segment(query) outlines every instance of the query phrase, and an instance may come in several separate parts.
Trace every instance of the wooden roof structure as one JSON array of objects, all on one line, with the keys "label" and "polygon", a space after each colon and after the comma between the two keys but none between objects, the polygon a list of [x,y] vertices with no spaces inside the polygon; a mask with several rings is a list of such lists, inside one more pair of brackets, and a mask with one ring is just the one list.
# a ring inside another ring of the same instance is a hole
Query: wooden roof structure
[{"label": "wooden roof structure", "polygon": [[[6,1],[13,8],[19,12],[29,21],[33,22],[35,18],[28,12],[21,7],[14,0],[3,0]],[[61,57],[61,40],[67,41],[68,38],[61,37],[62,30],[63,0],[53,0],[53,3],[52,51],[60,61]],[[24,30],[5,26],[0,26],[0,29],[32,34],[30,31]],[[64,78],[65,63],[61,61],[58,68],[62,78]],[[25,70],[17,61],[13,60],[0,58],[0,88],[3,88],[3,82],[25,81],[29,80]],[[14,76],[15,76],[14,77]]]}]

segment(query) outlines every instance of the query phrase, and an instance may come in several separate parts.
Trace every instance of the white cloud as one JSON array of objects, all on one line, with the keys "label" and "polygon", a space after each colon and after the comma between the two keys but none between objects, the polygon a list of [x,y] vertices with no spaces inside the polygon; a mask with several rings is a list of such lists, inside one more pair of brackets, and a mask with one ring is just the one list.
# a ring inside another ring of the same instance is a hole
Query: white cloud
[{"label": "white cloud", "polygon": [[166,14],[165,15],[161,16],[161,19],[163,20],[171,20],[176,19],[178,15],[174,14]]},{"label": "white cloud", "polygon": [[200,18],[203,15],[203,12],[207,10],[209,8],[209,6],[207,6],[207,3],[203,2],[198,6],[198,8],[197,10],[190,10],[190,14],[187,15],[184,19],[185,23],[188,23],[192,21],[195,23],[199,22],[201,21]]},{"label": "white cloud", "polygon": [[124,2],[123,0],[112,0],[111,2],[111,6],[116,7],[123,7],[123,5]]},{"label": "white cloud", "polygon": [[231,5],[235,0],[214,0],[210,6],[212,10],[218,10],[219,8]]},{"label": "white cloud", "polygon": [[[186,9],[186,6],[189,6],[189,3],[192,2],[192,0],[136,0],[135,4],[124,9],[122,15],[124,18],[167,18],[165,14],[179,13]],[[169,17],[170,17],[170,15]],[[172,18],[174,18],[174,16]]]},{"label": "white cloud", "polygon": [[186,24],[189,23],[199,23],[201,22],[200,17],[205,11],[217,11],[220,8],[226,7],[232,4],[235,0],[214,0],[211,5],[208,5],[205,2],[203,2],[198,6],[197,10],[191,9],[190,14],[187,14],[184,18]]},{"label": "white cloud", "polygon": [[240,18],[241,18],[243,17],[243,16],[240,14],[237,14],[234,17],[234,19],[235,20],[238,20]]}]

▶ _STATED EXERCISE_
Rewrite all the records above as a two-column CSV with the header input,output. Give one row per record, with its full text under input and its answer under output, each in a single quoted field with line breaks replaced by spaces.

▶ _COMPLETED EXERCISE_
input,output
"segment(query) outlines every instance of the query phrase, and an instance may come in several separate parts. Trace every instance of the wooden roof structure as one JSON array of objects, all on one line, with the keys ""label"" and ""polygon"", a space after each colon and after the comma between the two keys but none between objects, the polygon a list of [x,y] vertices with no spaces inside the polygon; a mask with several rings is a list of such lists, inside one more pair of brackets, and a mask with one ring is just the one list. # a ring inside another ring of the same instance is a hole Query: wooden roof structure","[{""label"": ""wooden roof structure"", ""polygon"": [[[6,1],[13,8],[19,12],[29,21],[33,22],[35,18],[28,12],[21,7],[14,0],[3,0]],[[61,57],[61,40],[67,41],[68,38],[61,37],[62,30],[63,0],[53,0],[53,3],[52,51],[60,61]],[[24,30],[5,26],[0,26],[0,29],[32,34],[30,31]],[[64,78],[65,63],[61,61],[58,68],[62,78]],[[25,70],[17,61],[13,60],[0,58],[0,88],[3,88],[3,82],[25,81],[29,80]],[[14,76],[15,76],[14,77]]]}]"
"segment(query) outlines every instance of the query phrase, and an instance may come in several separate parts. Trace every instance of the white cloud as one JSON array of objects, all on one line, with the keys ""label"" and ""polygon"", a space after each colon and after the comma between the two keys but none between objects, the polygon a list of [x,y] vertices with no spaces inside the polygon; a mask with several rings is a list of such lists, inside one more pair of brackets, and a mask with one ring is just the one list. # a ring inside another ring of the same instance is a hole Query: white cloud","[{""label"": ""white cloud"", ""polygon"": [[166,14],[165,15],[161,16],[161,19],[163,20],[171,20],[176,19],[178,15],[174,14]]},{""label"": ""white cloud"", ""polygon"": [[200,18],[203,15],[203,12],[207,10],[209,8],[209,6],[207,6],[207,3],[203,2],[198,6],[198,8],[197,10],[190,10],[190,14],[187,15],[184,19],[185,23],[188,23],[192,21],[195,23],[199,22],[201,21]]},{""label"": ""white cloud"", ""polygon"": [[124,2],[123,0],[112,0],[111,2],[111,6],[116,7],[123,7],[123,5]]},{""label"": ""white cloud"", ""polygon"": [[231,5],[235,0],[214,0],[210,6],[212,10],[218,10],[219,8]]},{""label"": ""white cloud"", ""polygon"": [[[186,9],[186,6],[189,6],[189,3],[192,2],[192,0],[136,0],[135,4],[124,9],[122,15],[124,18],[167,18],[165,14],[179,13]],[[169,17],[170,17],[170,15]],[[172,18],[174,18],[174,16]]]},{""label"": ""white cloud"", ""polygon"": [[186,24],[189,23],[199,23],[201,22],[200,17],[205,11],[217,11],[220,8],[226,7],[232,4],[235,0],[214,0],[211,5],[208,5],[205,2],[203,2],[198,6],[197,10],[191,9],[190,14],[187,14],[184,18]]},{""label"": ""white cloud"", ""polygon"": [[240,18],[241,18],[243,17],[243,16],[240,14],[237,14],[234,17],[234,19],[235,20],[238,20]]}]"